> _What you should do_
List every line in the entries below that contains the word "tower", and copy each of those lines in full. Treat uppercase and lowercase letters as different.

— START Data listing —

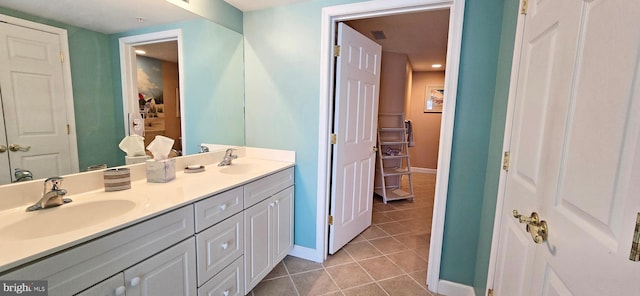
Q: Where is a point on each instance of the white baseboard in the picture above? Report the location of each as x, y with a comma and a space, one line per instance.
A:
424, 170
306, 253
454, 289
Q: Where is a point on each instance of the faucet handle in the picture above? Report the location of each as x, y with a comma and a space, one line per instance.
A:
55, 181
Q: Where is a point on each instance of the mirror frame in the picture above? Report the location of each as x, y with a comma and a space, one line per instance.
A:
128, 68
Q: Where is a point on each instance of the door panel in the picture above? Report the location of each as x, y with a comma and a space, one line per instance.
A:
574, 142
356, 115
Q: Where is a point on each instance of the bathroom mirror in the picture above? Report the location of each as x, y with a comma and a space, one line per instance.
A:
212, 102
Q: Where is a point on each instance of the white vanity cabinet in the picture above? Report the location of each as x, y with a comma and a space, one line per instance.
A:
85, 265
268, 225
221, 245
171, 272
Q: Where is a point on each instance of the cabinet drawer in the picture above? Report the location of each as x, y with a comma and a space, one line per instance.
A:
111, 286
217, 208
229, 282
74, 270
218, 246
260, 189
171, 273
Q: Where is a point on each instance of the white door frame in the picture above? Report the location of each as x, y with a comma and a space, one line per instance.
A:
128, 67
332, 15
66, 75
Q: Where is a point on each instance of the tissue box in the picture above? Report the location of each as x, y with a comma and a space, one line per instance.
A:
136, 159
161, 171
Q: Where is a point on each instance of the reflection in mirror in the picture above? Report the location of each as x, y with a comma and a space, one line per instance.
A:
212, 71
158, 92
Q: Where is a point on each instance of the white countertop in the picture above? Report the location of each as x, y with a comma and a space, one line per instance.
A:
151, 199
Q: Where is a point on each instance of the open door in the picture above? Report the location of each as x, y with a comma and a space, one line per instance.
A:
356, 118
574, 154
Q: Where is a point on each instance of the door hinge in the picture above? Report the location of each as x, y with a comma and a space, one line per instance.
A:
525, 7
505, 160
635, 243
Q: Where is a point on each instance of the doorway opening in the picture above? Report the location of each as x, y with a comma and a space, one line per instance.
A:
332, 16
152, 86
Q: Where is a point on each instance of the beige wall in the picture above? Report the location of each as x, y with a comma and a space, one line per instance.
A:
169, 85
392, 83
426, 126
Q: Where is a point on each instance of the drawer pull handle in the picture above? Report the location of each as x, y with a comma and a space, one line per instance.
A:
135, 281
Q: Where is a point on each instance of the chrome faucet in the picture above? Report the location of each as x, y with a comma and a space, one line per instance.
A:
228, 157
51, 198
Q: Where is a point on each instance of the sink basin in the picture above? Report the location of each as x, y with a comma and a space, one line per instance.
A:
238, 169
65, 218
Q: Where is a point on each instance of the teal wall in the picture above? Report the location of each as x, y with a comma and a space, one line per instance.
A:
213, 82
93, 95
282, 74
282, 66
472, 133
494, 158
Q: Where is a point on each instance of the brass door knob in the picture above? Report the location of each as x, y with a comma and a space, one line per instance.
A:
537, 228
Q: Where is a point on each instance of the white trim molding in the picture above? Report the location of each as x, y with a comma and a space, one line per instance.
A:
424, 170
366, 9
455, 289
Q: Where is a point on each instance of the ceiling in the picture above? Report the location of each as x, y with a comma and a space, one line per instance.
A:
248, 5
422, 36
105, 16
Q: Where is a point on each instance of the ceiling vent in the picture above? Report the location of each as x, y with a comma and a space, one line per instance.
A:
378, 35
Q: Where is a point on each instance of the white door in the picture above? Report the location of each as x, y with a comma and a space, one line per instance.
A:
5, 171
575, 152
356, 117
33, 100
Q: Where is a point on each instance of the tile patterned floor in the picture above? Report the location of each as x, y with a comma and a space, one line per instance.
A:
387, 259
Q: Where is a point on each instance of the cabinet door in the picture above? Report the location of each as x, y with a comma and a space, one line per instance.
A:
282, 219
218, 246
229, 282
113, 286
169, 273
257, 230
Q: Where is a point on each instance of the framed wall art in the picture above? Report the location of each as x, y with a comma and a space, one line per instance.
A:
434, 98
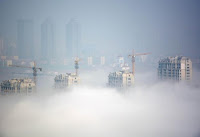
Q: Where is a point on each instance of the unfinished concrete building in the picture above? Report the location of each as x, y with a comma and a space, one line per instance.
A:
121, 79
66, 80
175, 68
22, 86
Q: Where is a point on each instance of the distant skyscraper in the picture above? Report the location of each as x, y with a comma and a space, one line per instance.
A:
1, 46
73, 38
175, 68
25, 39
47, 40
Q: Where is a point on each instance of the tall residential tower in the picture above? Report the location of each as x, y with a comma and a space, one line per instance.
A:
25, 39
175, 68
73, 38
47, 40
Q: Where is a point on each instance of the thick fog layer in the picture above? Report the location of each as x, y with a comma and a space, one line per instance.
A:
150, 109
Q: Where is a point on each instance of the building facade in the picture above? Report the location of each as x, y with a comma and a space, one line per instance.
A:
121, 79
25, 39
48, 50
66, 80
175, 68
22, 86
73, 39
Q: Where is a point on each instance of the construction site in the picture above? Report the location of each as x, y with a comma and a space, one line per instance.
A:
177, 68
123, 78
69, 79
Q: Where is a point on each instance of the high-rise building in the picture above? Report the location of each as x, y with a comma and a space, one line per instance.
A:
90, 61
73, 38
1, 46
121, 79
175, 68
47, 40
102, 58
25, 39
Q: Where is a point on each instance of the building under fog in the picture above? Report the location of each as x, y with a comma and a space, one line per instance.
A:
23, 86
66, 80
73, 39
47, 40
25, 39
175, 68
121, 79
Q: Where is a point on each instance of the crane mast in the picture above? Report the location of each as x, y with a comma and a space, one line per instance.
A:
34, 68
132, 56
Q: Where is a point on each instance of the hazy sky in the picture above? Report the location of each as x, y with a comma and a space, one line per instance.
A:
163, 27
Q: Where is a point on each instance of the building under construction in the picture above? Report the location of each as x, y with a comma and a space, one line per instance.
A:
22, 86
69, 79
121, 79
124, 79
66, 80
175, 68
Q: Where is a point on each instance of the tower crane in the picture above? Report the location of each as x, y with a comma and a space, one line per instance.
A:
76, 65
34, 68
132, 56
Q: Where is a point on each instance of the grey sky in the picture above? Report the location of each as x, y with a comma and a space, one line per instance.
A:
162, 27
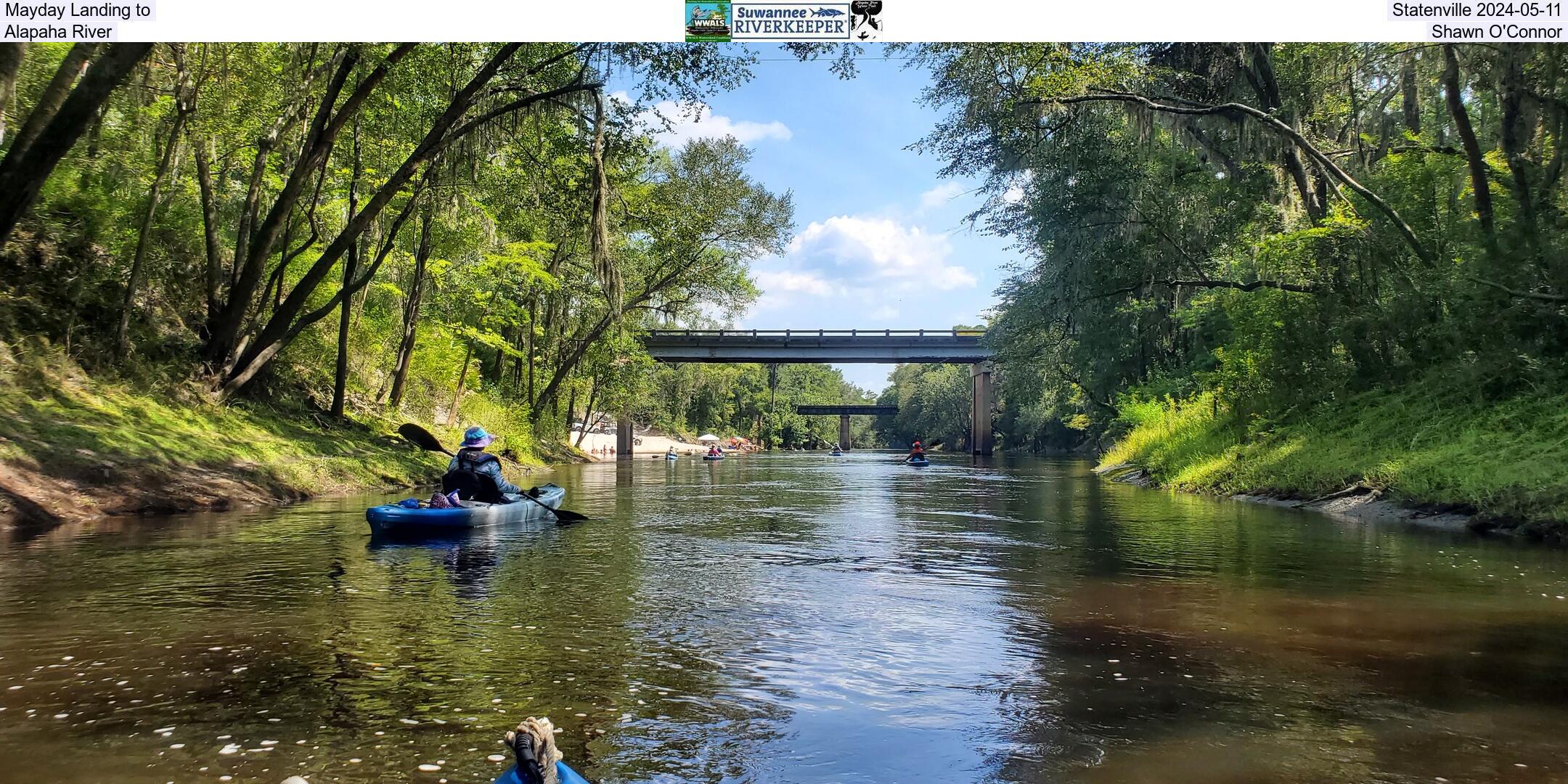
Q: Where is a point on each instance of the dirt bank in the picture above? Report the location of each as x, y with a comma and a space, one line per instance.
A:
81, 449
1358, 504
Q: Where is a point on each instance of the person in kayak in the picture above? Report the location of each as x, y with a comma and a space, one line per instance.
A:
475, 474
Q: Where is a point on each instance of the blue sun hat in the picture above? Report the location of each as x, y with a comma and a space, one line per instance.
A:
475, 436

— END Data listing —
— START Data listing —

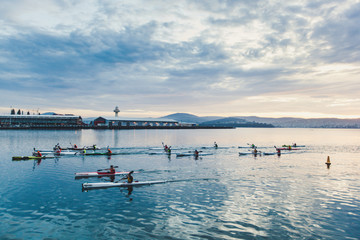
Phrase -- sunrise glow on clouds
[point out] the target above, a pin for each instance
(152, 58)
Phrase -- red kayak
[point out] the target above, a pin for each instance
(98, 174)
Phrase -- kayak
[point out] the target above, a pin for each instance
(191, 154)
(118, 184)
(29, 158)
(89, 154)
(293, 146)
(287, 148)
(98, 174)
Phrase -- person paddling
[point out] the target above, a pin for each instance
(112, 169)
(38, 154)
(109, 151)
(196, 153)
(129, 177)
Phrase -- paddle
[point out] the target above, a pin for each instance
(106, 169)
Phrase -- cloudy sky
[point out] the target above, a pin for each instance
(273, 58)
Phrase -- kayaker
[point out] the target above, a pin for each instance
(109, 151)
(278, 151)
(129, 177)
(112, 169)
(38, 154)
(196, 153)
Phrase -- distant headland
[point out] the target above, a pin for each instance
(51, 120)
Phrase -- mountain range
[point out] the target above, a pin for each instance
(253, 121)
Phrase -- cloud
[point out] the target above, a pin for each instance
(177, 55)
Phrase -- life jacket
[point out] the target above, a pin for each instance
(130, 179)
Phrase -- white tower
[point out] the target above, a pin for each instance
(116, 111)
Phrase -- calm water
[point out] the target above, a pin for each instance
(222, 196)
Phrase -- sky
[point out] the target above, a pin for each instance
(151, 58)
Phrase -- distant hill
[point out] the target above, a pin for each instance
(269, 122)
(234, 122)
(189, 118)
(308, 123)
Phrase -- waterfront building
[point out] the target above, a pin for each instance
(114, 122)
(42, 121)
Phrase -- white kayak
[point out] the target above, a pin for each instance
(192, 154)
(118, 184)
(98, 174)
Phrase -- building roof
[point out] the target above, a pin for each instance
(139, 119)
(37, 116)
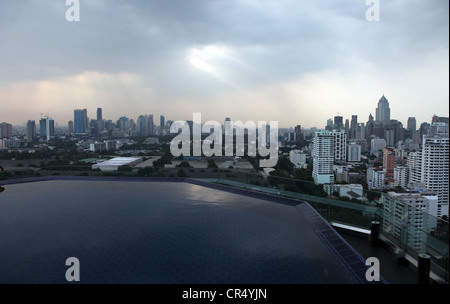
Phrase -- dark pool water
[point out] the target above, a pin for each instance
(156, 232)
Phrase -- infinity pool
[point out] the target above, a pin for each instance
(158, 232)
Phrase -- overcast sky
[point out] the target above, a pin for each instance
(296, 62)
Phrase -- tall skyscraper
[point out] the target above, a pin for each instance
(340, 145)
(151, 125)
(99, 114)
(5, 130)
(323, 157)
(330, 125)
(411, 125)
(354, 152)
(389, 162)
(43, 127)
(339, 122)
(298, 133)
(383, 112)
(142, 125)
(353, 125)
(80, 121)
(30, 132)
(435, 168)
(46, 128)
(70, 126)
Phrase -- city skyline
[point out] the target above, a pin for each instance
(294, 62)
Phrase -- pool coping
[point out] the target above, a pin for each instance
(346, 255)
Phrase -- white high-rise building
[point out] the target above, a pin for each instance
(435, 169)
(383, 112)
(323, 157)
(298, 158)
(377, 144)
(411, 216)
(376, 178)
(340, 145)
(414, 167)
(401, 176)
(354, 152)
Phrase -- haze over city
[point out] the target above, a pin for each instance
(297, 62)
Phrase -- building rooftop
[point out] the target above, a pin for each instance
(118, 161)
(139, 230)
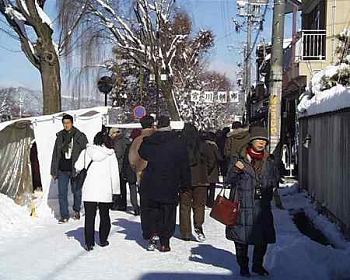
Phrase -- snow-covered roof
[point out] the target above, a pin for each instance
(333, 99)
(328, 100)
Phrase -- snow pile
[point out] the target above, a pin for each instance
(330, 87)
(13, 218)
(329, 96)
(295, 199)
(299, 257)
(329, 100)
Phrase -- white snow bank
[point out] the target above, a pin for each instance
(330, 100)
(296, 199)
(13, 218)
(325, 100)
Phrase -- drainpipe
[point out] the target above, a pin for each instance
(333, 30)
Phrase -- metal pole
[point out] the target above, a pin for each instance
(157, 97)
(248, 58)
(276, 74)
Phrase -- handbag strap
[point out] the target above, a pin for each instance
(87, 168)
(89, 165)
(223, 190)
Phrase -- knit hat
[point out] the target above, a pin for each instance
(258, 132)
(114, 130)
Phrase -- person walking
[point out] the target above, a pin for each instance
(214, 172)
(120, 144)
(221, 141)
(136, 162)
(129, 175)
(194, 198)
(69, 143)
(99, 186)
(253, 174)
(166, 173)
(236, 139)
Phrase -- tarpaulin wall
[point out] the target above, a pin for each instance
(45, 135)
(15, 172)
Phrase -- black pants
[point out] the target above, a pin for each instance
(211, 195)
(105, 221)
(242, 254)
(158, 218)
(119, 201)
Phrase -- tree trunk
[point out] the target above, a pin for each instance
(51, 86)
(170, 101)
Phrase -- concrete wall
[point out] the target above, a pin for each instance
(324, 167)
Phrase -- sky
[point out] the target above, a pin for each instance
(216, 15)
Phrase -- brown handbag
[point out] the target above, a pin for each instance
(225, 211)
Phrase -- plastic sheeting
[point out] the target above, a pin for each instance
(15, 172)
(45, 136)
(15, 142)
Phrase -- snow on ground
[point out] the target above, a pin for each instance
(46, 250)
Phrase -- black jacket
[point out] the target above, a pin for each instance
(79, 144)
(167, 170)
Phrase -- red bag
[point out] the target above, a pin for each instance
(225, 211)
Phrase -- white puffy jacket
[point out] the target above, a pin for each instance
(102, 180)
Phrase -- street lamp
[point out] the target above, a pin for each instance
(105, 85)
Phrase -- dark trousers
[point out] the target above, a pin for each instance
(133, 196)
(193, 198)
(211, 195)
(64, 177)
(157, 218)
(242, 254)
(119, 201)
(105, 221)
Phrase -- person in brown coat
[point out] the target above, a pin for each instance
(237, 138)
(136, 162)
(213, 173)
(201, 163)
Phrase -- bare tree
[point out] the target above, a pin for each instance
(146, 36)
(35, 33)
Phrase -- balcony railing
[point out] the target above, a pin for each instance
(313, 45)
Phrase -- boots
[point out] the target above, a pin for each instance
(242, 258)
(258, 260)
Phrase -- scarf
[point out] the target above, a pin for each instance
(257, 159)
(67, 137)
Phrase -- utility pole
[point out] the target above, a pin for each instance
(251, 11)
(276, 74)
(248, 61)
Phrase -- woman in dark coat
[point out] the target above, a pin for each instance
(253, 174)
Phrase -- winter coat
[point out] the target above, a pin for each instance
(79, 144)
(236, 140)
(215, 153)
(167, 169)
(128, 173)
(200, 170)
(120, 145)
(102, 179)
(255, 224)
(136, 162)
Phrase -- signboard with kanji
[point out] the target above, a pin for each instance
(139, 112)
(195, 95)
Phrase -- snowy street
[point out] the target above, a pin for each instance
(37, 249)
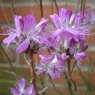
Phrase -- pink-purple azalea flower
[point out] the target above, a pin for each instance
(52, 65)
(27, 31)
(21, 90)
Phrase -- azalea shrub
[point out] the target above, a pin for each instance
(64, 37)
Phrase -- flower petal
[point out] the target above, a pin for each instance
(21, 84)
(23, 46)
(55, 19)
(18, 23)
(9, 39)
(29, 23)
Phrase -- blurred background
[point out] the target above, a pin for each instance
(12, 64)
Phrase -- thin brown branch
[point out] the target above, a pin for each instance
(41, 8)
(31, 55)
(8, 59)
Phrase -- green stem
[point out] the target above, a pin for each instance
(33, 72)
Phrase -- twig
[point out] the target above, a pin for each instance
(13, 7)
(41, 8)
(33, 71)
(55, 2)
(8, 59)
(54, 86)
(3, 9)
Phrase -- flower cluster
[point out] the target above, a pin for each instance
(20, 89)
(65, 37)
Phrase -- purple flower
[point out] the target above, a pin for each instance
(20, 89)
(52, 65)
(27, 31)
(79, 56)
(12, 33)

— END Data listing —

> _Answer to this exercise_
Q: Where is a point on each instance of the tall residential tower in the picture above? Report the location of each as x, y with a comma and a space, one line per instance.
Q: Where is a point on each instance of the tower crane in the picture above? Report the location of each as x, y with a comma and a space, one line per instance.
Phrase -- white tower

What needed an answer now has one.